#### [What you should do]
The number of lines holding the string "stone" is all that is wanted; count them in the records below.

#### [Exercise materials]

· · · · · · ·

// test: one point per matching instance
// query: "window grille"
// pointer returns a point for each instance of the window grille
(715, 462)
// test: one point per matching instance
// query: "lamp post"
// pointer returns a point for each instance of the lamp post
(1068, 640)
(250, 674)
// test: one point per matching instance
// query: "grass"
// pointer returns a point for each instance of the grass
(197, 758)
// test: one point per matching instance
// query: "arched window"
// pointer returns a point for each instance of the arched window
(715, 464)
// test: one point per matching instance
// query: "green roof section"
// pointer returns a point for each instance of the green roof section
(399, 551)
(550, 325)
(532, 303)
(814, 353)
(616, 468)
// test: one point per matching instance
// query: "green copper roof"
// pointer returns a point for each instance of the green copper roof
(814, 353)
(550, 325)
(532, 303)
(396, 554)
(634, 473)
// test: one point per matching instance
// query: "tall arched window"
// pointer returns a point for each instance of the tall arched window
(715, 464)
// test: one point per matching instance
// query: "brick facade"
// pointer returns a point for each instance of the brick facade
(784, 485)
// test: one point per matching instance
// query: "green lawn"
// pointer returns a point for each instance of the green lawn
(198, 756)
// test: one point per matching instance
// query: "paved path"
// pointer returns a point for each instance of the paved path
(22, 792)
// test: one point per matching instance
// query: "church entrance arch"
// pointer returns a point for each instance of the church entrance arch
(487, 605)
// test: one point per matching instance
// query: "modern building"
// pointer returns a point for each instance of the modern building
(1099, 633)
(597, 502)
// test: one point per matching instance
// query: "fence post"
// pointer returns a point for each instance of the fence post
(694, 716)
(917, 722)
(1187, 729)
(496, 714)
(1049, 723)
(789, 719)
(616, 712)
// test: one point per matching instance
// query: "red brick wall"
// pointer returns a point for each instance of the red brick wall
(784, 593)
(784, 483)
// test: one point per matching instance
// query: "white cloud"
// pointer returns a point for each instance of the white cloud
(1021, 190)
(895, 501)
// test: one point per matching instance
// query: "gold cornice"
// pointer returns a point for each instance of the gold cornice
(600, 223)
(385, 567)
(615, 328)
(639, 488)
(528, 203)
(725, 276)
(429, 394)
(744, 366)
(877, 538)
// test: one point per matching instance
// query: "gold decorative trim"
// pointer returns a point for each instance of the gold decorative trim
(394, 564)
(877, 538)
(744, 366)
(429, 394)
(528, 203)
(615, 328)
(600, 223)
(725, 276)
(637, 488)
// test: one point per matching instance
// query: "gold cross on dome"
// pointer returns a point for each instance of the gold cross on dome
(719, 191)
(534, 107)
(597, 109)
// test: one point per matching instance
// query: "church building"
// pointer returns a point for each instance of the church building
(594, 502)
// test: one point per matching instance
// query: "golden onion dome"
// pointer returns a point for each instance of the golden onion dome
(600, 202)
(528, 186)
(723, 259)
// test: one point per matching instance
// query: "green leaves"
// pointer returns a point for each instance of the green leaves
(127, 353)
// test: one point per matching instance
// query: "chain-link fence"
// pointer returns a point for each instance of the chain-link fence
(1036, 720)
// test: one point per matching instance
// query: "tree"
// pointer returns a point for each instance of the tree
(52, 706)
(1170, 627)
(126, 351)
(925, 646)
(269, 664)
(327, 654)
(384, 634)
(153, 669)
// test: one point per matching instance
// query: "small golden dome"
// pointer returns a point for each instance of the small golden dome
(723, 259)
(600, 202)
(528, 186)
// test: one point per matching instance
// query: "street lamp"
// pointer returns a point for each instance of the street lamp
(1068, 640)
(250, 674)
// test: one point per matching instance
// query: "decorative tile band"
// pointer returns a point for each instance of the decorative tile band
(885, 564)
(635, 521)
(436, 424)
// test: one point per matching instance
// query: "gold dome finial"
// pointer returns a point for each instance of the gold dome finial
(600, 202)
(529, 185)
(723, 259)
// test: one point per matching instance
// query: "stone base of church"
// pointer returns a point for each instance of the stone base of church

· · · · · · ·

#### [Response for this exercise]
2